▸ **Exercise details**: I'd like the entries reproduced exactly, with the images omitted.

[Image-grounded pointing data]
━━━━━━━━━━━━━━━━━━━━
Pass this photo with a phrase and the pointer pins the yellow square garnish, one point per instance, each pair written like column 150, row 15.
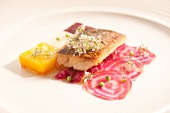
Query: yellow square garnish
column 40, row 59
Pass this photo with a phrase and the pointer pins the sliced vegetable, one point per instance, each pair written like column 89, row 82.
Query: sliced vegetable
column 108, row 90
column 141, row 54
column 131, row 68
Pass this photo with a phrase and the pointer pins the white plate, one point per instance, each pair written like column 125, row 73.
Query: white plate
column 23, row 92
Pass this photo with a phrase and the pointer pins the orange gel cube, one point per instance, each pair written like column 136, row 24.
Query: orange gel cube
column 40, row 59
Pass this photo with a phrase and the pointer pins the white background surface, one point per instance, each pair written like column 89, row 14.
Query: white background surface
column 14, row 13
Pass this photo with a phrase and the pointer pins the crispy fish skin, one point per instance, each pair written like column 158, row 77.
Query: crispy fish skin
column 110, row 40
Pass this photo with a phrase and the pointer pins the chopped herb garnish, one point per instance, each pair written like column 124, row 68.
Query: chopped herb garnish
column 82, row 43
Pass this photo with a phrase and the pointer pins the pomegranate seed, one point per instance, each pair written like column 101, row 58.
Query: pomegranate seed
column 62, row 74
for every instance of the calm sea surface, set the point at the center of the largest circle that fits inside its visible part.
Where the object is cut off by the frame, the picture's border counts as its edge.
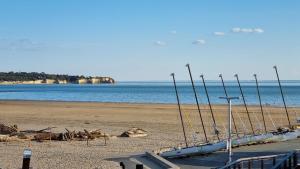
(153, 92)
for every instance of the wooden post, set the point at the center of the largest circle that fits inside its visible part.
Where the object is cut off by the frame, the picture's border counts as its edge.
(197, 102)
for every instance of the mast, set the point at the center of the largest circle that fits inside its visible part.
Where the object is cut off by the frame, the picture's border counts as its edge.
(196, 98)
(179, 109)
(210, 107)
(244, 101)
(226, 94)
(286, 111)
(261, 108)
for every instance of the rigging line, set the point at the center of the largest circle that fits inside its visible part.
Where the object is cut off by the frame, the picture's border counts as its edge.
(210, 108)
(179, 109)
(260, 103)
(282, 96)
(243, 124)
(226, 94)
(244, 101)
(270, 117)
(196, 98)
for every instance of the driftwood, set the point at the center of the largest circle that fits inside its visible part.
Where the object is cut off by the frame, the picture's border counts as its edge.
(134, 132)
(38, 131)
(4, 129)
(48, 136)
(11, 132)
━━━━━━━━━━━━━━━━━━━━
▸ **Task result**:
Pass this photo with a phrase and the pointer pins the yellow square garnish, one point per instance, each pair written like column 150, row 15.
Query: yellow square garnish
column 40, row 59
Pass this photo with a phrase and the pointer pins the sliced vegetable, one point per instance, each pair written like column 89, row 82.
Query: sliced vegetable
column 108, row 90
column 141, row 54
column 131, row 68
Pass this photo with a phrase and the pointer pins the white plate, one point per instance, each pair written like column 125, row 73.
Query: white plate
column 23, row 92
Pass this photo with a phrase and the pointer pins the orange gel cube, one point per instance, each pair written like column 136, row 24.
Query: orange gel cube
column 40, row 59
Pass this photo with a phrase and the pointer pins the white background surface, one point per instance, each pair written like column 89, row 14.
Query: white background surface
column 14, row 13
Pass this photo with a phrase and the pointer pins the crispy fish skin, one point per instance, each pair written like column 158, row 77.
Query: crispy fish skin
column 110, row 40
Pass this photo with a phrase and the pointer pins the chopped herb garnish, one point per instance, each pair written like column 124, row 68.
Query: chopped herb garnish
column 82, row 43
Pass this photo with a phrase and the pointer pins the pomegranate seed, one point per instance, each pair written like column 101, row 58.
Query: pomegranate seed
column 62, row 74
for every instance of the calm sea surface, set the point at the center of the largest circle that fits inside its visible part.
Where the object is cut off by the frame, the picture's border counts as its edge.
(153, 92)
for every instance of the wooden post, set the point at the center of the largest circle that fits inside its visible part.
Where the object is cut off by the frame, the picture's border counts as its edge.
(197, 102)
for every instance of the mast, set the point at the center of the largest circle that fits inside its visible part.
Where the object is cut off by the frame, the picture's border counts as its edge.
(196, 98)
(179, 109)
(210, 107)
(244, 101)
(226, 94)
(286, 111)
(261, 108)
for every instance of the rigging line, set the point at the center of the largest circle that fits inside its visible part.
Where the object is cut off by the frame, the picture's border counts as its edge.
(210, 108)
(179, 109)
(260, 103)
(282, 96)
(243, 124)
(226, 94)
(244, 101)
(270, 117)
(196, 98)
for every instance of the driftwood, set the point at the center of the largest circle that fits inside its visible part.
Where the object is cut off by the frame, the picture's border counts as its edge.
(134, 132)
(38, 131)
(4, 129)
(48, 136)
(11, 132)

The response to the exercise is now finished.